It is said that confession is good for the soul.
And if this saying is correct, then I am about to do my immortal soul a good turn, for I am going to make not one, but two confessions. I do not really enjoy Islay whisky. That’s the first. Yes, I am very well aware that the true whisky connoisseur waxes lyrical about the peaty aroma and taste … but it’s not to my taste. And the second confession is that I don’t really like orchids. That’s not to say that I don’t quite often have at least one orchid in the house, for orchids are well-regarded as gifts, especially for people who have a reputation for liking plants. But I don’t go overboard with enthusiasm for these popular epiphytes; and, very possibly because I am not over-enthusiastic about them, I have never really learned how to care for them properly, and they reward my ignorance by not doing too well in my home.
However, there are distinct advantages to playing host to dendrobium orchids, advantages that we shall come to later. First of all, let’s establish what they are and how to look after them properly. Most orchids are epiphytes, meaning that they are parasitic plants which grow on other plants, most often found clinging to the bark of trees. They are very good hangers-on and it is not easy to prise an orchid free of its chosen host in the wild. And it is this characteristic that is responsible for their scientific name Dendrobium, which comes form two Greek words – dendron and bios, meaning ‘a tree’ and ‘life’. Strictly, Dendrobium plants are members of the orchid family and it’s a bit of unnecessary repetition to refer to them as dendrobium orchids: but it’s usually done this way. They are commonly known as ‘greenhouse orchids’ but are probably more often found as house plants nowadays; and they are widely available in the house plant sections of garden centres.
Like any houseplant, it is an excellent idea to keep the instructions for their care handy if, like me, the memory isn’t quite as good as it once was. In general terms, dendrobium orchids are best grown in a commercially-prepared orchid mix or in decayed oak leaves, Spanish moss or sphagnum moss; and the prepared orchid mix is probably the easiest to find. During the daylight hours, they like a temperature of at least 16°C … say, 60°F … but of no more than 24°C or 75°F: but … and here’s the one rub … they really don’t like the temperature to fall below 13°C … say 55°F … during the night hours; and many people allow the temperature in even the warmest part of the house to dip below that during cold winter nights. Still, provided the plants are never left trapped behind the curtains on a winter’s evening and are kept well away from any draughts, they’ll have a pretty good chance of surviving in a warm living room
And now for the benefits. Well, apart from the attractive flowers, dendrobium orchids are long-lived (allegedly!), which reminds me of a splendid American definition I came across: ‘a perennial plant is one which would have lived for several years had it survived’. These orchids are very good at removing chemical vapours from the air … and yes, almost everyone has sources of chemical vapours in their living rooms, from the carpets and the upholstery to the cleaning agents and polishes, the chemicals including things like alcohol, acetone and formaldehyde They are also good at resisting the infections that plague many house-plants provided the atmosphere is not too dry and they are not given too much water. Dendrobium orchids have one habit which is of no real concern to householders but is, nonetheless, rather unusual; they take in carbon dioxide and release oxygen during the night, the reverse of the time when most plants do it. But remember … keep the care instructions!

**ACTIVITIES**
(a) In the piece on dendrobium orchids, below what night temperature do the plants really not like to fall?
(b) Retype the passage from the piece on dendrobium orchids from "It is said that" up to and including "in my home.".

**DATA EXTRACT**
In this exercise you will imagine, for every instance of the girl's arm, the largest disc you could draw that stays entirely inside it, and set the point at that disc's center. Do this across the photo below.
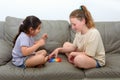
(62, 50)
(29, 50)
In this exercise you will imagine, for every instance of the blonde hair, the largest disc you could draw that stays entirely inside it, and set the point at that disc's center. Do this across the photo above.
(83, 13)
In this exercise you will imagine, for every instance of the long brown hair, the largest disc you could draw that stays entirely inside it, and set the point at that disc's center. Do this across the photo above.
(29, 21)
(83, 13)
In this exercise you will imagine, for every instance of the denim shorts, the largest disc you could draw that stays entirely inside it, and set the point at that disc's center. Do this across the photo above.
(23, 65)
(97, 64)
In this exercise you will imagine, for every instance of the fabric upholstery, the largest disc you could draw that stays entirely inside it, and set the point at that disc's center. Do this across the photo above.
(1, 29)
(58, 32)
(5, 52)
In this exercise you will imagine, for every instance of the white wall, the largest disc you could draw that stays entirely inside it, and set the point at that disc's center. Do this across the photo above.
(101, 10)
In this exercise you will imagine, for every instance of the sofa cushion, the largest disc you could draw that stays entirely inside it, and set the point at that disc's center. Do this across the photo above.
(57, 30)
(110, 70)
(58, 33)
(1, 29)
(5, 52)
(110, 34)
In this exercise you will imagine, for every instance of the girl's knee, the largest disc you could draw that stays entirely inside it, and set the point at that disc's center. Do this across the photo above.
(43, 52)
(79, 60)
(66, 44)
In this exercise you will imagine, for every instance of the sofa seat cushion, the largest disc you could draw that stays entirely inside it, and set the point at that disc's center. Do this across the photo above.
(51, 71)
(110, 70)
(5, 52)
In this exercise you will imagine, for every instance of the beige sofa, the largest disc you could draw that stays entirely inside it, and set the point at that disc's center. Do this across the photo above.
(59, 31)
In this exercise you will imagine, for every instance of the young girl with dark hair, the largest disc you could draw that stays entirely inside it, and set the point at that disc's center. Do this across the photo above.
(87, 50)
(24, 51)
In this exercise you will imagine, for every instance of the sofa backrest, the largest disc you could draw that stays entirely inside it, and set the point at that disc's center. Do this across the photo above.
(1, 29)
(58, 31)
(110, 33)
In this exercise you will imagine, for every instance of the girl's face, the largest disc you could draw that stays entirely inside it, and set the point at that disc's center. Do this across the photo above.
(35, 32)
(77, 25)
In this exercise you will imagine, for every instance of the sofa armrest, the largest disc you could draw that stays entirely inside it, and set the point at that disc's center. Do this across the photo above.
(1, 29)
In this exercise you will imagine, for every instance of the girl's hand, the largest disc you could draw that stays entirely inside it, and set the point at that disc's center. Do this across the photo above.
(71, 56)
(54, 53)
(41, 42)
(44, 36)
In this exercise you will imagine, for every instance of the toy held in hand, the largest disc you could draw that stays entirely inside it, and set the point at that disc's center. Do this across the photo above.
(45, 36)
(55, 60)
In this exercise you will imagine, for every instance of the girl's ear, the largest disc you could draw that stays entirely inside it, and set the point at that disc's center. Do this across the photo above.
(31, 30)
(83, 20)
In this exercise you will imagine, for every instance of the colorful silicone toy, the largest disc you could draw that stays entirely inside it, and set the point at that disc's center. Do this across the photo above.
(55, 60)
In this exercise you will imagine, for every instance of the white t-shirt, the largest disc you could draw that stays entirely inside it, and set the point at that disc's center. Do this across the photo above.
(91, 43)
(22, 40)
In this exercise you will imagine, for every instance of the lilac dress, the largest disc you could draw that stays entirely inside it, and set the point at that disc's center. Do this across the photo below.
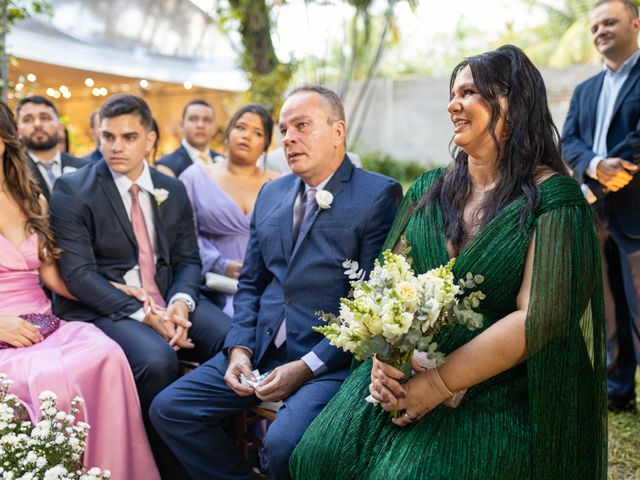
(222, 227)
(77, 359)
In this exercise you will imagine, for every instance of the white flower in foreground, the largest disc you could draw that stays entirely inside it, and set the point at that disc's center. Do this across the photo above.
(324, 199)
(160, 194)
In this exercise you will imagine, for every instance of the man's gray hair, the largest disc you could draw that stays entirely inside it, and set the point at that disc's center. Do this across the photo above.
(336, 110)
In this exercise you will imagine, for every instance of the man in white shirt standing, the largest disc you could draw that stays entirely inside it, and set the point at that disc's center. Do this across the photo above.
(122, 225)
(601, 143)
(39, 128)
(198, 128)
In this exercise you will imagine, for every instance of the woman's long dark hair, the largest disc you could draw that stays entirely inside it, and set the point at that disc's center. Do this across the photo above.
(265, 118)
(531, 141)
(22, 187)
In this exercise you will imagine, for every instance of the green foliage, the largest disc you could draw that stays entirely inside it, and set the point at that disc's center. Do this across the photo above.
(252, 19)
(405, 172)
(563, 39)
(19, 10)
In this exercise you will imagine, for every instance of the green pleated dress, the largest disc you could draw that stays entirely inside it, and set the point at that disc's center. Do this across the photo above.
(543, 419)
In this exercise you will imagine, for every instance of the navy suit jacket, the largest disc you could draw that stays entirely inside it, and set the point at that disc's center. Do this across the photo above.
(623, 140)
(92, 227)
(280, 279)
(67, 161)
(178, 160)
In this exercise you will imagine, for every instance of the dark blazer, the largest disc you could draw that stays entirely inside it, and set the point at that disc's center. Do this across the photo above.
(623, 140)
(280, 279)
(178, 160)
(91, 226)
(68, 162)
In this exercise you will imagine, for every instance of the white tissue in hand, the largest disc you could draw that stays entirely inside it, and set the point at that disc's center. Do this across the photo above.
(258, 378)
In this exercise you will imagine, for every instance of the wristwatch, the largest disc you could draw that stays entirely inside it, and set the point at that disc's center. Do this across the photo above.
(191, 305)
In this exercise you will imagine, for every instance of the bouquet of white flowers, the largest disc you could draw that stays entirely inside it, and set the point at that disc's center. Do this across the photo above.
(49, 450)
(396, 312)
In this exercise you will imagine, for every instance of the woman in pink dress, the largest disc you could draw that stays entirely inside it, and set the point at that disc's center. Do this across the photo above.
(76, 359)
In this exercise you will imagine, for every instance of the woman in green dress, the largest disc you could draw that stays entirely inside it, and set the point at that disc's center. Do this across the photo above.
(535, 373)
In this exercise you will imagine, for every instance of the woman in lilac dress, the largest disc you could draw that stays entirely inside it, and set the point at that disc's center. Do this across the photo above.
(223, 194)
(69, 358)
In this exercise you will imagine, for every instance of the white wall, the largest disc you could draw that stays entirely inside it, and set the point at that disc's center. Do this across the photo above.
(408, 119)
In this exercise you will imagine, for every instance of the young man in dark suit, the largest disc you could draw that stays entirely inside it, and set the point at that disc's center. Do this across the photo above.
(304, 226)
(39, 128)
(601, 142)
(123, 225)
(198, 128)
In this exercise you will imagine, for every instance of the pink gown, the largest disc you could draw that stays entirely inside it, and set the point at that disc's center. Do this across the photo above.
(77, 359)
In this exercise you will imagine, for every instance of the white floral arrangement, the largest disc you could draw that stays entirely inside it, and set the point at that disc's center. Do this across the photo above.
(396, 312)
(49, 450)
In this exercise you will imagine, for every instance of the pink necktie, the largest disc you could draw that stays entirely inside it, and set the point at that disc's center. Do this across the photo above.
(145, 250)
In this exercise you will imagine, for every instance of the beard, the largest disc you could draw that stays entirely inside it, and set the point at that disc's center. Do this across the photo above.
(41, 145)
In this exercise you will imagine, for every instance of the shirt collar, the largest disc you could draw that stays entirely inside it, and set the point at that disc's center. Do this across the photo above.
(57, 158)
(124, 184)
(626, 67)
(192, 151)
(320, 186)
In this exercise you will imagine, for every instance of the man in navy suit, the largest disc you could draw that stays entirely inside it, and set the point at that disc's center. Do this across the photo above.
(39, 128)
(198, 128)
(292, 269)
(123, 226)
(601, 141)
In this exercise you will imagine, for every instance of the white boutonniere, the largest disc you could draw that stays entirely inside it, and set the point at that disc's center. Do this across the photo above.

**RESULTS FOR EACH TASK**
(a) 13°C, or about 55°F.

(b)
It is said that confession is good for the soul.
And if this saying is correct, then I am about to do my immortal soul a good turn, for I am going to make not one, but two confessions. I do not really enjoy Islay whisky. That’s the first. Yes, I am very well aware that the true whisky connoisseur waxes lyrical about the peaty aroma and taste … but it’s not to my taste. And the second confession is that I don’t really like orchids. That’s not to say that I don’t quite often have at least one orchid in the house, for orchids are well-regarded as gifts, especially for people who have a reputation for liking plants. But I don’t go overboard with enthusiasm for these popular epiphytes; and, very possibly because I am not over-enthusiastic about them, I have never really learned how to care for them properly, and they reward my ignorance by not doing too well in my home.